### HOW TO COMPLETE THIS TASK
Nothing is needed except the lines below that run from the one with "Could you please drop a point on the hill" through the one with "Could you please drop a point on the bush", repeated exactly.

[Data entries]

-*-

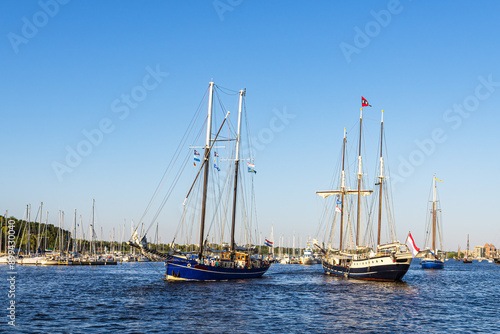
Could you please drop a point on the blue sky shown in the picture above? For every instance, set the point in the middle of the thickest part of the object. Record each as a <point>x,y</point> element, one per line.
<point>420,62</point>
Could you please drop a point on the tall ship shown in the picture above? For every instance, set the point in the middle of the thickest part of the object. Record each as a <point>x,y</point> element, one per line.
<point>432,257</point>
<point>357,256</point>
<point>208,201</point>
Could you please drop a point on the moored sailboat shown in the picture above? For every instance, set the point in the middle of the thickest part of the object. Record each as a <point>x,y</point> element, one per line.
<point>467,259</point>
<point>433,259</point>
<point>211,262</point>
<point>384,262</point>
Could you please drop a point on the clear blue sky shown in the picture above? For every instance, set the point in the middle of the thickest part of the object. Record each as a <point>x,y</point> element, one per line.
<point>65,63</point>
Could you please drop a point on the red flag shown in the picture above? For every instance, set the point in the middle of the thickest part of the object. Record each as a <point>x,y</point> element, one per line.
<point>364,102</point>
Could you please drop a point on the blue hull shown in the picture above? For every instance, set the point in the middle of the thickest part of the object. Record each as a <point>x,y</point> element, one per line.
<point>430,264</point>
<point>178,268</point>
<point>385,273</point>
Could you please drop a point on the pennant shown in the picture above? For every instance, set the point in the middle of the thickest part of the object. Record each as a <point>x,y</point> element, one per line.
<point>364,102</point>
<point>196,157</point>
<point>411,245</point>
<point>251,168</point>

-*-

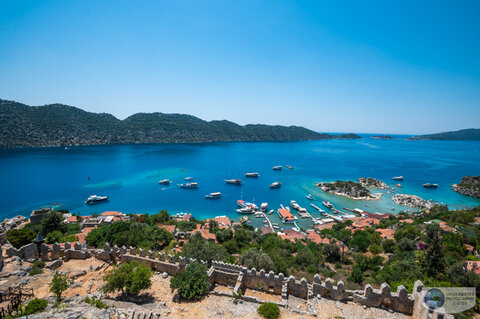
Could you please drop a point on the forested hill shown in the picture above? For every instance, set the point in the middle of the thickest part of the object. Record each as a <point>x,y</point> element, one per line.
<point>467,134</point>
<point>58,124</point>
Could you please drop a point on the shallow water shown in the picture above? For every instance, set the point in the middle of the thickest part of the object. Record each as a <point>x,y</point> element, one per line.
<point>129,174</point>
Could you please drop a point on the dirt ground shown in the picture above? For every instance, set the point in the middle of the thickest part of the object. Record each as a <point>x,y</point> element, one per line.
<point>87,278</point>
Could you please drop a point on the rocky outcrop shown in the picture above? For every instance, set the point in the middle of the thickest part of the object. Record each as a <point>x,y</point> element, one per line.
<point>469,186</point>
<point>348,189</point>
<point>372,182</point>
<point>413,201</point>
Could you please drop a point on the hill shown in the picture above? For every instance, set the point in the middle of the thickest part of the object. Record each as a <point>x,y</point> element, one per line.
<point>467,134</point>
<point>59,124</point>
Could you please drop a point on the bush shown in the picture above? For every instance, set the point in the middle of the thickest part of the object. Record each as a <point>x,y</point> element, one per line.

-*-

### RESPONSE TO THE TASK
Could you please drop a point on the hill shown in the picture above? For every instance, set the point in the middle of the thickest part of the object. Record each as a <point>x,y</point> element, one per line.
<point>467,134</point>
<point>59,124</point>
Could you please drop a point on the bush shown in the picture above? For every instance, set the point in the middle of the thickest part of the object. Record each as a <point>x,y</point> element, one per line.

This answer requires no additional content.